----- RECORDS TO PROCESS

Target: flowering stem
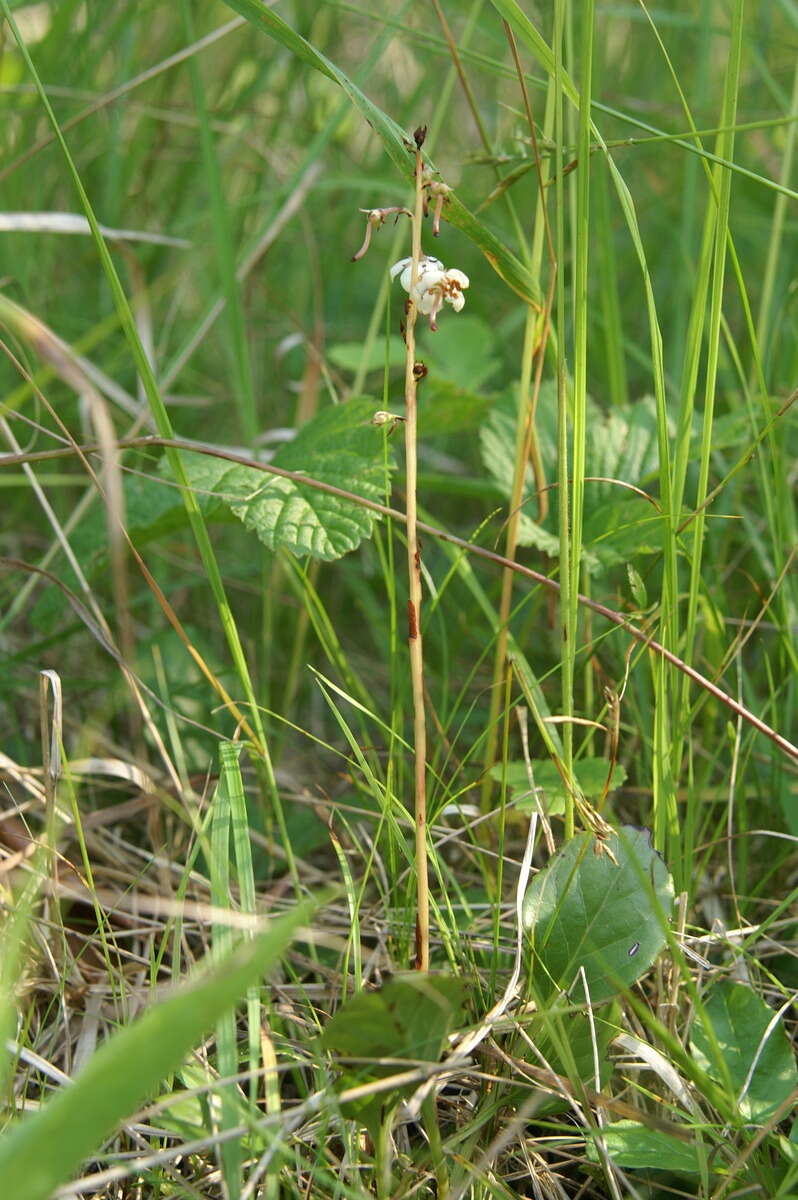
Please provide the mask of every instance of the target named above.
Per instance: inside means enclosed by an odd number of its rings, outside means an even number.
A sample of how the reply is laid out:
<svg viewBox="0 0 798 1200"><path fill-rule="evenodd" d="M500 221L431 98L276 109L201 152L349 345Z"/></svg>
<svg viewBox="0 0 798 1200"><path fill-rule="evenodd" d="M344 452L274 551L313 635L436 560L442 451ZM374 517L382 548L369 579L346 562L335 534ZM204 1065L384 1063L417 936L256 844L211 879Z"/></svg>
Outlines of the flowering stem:
<svg viewBox="0 0 798 1200"><path fill-rule="evenodd" d="M422 136L416 134L415 151L415 210L413 214L413 266L410 296L419 278L421 259L421 222L424 218L421 157ZM418 305L413 299L407 305L407 329L404 344L407 359L404 365L404 449L407 472L407 569L408 569L408 644L410 652L410 680L413 685L413 743L415 751L415 877L416 877L416 914L415 914L415 966L419 971L430 968L430 875L427 865L427 724L424 708L424 653L421 649L421 558L419 552L419 534L416 528L416 390L415 371L415 320Z"/></svg>

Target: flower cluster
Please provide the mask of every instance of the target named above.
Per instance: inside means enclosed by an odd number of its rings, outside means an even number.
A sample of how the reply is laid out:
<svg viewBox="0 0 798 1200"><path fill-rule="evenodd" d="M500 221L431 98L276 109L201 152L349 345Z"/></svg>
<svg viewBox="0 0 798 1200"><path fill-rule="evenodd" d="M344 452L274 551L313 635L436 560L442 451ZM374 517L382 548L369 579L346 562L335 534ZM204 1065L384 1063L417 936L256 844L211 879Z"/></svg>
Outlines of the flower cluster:
<svg viewBox="0 0 798 1200"><path fill-rule="evenodd" d="M419 312L430 318L432 330L437 329L436 318L444 301L450 304L455 312L460 312L466 304L463 289L468 287L468 276L456 266L446 270L439 258L428 258L425 254L419 260L415 282L413 282L413 259L402 258L391 266L391 278L395 280L397 275Z"/></svg>

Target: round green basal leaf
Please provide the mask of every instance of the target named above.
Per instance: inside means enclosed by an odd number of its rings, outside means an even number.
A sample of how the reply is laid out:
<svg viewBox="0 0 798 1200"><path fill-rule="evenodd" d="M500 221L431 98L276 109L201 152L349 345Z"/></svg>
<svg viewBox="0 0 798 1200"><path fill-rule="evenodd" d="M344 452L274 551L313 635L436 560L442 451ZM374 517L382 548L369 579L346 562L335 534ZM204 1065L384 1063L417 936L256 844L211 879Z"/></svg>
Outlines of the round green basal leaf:
<svg viewBox="0 0 798 1200"><path fill-rule="evenodd" d="M623 826L604 844L577 834L524 898L540 986L553 984L578 1003L631 986L665 946L672 905L673 881L647 829Z"/></svg>
<svg viewBox="0 0 798 1200"><path fill-rule="evenodd" d="M692 1025L690 1043L696 1061L720 1084L728 1074L746 1121L767 1121L798 1084L790 1038L782 1021L774 1024L774 1015L746 984L721 979Z"/></svg>

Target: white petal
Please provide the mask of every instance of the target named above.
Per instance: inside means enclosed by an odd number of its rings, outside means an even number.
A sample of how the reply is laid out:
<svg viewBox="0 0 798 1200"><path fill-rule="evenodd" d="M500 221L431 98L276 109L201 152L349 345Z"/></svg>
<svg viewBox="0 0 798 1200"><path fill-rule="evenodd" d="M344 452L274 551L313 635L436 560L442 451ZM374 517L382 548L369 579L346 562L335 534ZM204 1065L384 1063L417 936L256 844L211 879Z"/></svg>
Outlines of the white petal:
<svg viewBox="0 0 798 1200"><path fill-rule="evenodd" d="M450 266L446 271L446 278L451 280L452 283L460 283L461 288L468 287L468 276L462 271L458 271L456 266Z"/></svg>
<svg viewBox="0 0 798 1200"><path fill-rule="evenodd" d="M419 306L419 312L422 316L428 317L436 304L438 304L437 292L422 292L419 300L416 300Z"/></svg>
<svg viewBox="0 0 798 1200"><path fill-rule="evenodd" d="M437 259L434 262L437 262ZM425 265L425 269L419 277L418 287L420 287L424 292L427 292L430 288L437 288L438 284L445 282L445 278L446 272L439 266Z"/></svg>

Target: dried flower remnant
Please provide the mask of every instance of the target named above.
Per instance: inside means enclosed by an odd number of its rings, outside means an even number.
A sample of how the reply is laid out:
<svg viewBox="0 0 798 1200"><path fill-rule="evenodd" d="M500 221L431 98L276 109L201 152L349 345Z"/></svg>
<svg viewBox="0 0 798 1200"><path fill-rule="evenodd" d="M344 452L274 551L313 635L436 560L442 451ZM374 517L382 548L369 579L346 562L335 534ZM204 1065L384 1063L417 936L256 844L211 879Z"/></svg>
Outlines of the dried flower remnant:
<svg viewBox="0 0 798 1200"><path fill-rule="evenodd" d="M386 209L360 209L360 211L365 212L366 215L366 233L362 240L362 246L360 247L356 254L352 256L353 263L359 262L364 257L364 254L371 246L372 233L376 229L380 229L385 224L386 217L394 216L394 224L396 224L396 222L402 215L404 215L406 217L413 216L410 210L402 208L401 204L392 204L390 208Z"/></svg>
<svg viewBox="0 0 798 1200"><path fill-rule="evenodd" d="M448 184L442 184L438 179L432 179L427 184L427 192L430 199L434 200L432 206L432 236L440 236L440 214L443 212L443 206L446 203L446 198L451 187Z"/></svg>
<svg viewBox="0 0 798 1200"><path fill-rule="evenodd" d="M456 266L446 270L439 258L424 257L419 260L415 283L412 258L401 258L398 263L394 263L391 278L395 280L397 275L419 312L430 318L432 330L438 328L436 319L444 302L451 305L455 312L460 312L466 304L463 290L468 287L468 276Z"/></svg>
<svg viewBox="0 0 798 1200"><path fill-rule="evenodd" d="M382 425L390 424L391 427L388 431L388 437L390 438L391 433L394 432L398 422L404 420L406 418L401 416L398 413L385 413L380 410L379 413L374 413L374 415L371 419L371 424L376 425L378 428Z"/></svg>

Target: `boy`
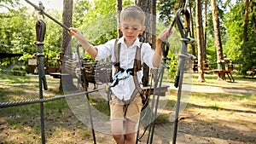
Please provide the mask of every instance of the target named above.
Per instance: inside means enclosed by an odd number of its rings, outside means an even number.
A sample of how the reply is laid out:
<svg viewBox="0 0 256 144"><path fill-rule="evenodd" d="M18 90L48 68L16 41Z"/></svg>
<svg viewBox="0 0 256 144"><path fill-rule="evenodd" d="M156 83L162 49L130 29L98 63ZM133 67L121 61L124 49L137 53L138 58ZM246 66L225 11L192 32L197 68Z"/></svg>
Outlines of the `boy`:
<svg viewBox="0 0 256 144"><path fill-rule="evenodd" d="M111 131L118 144L134 144L136 142L135 129L139 121L143 107L140 94L137 92L137 87L135 84L137 80L138 84L142 84L143 72L142 70L133 71L137 49L141 49L141 64L146 63L150 68L157 67L161 61L162 42L171 35L168 30L162 32L157 37L155 50L153 50L148 43L141 44L137 37L145 30L144 21L144 12L139 7L136 5L126 7L120 14L120 23L119 24L119 28L124 36L118 40L113 39L105 44L95 47L89 43L78 29L71 27L69 32L69 34L74 36L92 57L99 60L112 55L113 61L119 60L118 62L119 62L118 66L119 68L113 68L113 73L115 73L113 78L115 81L112 84L113 95L110 101ZM116 58L115 52L117 45L120 49L119 60ZM117 69L118 71L116 71ZM119 69L122 69L122 71L119 71ZM117 72L118 74L114 72ZM116 81L118 82L115 83ZM139 85L141 86L141 84ZM125 126L124 120L126 122Z"/></svg>

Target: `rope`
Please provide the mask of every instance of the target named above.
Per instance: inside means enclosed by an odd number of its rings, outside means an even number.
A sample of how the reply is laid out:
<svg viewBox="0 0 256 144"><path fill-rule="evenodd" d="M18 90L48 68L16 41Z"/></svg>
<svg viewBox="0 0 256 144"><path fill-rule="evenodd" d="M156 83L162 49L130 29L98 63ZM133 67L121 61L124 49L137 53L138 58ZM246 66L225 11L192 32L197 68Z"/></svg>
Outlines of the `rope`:
<svg viewBox="0 0 256 144"><path fill-rule="evenodd" d="M60 100L60 99L63 99L63 98L78 96L78 95L84 95L84 94L90 94L90 93L102 90L104 88L97 89L94 89L94 90L90 90L90 91L86 91L86 92L70 94L70 95L58 95L58 96L45 98L45 99L35 99L35 100L0 102L0 108L6 108L6 107L10 107L22 106L22 105L28 105L28 104L34 104L34 103L40 103L40 102L49 102L49 101L53 101Z"/></svg>

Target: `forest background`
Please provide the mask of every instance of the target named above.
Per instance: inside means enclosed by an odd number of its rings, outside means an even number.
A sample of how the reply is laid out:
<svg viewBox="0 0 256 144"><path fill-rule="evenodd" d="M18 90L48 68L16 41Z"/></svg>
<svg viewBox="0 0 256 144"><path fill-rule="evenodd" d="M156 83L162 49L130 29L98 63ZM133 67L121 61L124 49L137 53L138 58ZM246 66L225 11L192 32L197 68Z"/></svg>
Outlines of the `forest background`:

----------

[EXERCISE GOAL]: Print the rows word for word, from the very first line through the line that contains "136L416 134L415 151L415", including both of those lines. Leave the pictures out of your answer.

[FULL OUTPUT]:
Target: flowering stem
Please provide the mask of every instance of the target named above.
Per instance: inside means enclosed by an odd number of its rings, outside means an even number.
A sample of how the reply is laid out:
<svg viewBox="0 0 798 1200"><path fill-rule="evenodd" d="M500 221L431 98L276 109L201 152L349 345Z"/></svg>
<svg viewBox="0 0 798 1200"><path fill-rule="evenodd" d="M344 452L274 551L313 635L436 560L442 451ZM374 517L382 548L369 579L346 562L335 534ZM204 1065L384 1063L417 936L256 844L211 879Z"/></svg>
Outlines of the flowering stem:
<svg viewBox="0 0 798 1200"><path fill-rule="evenodd" d="M422 136L416 134L415 151L415 210L413 214L413 266L410 296L419 278L421 259L421 222L424 218L421 157ZM418 305L413 299L407 305L407 329L404 344L407 359L404 365L404 449L407 472L407 569L408 569L408 644L410 652L410 680L413 685L413 743L415 751L415 877L416 877L416 914L415 914L415 966L419 971L430 968L430 875L427 865L427 724L424 708L424 653L421 649L421 558L419 552L419 534L416 528L416 390L415 371L415 320Z"/></svg>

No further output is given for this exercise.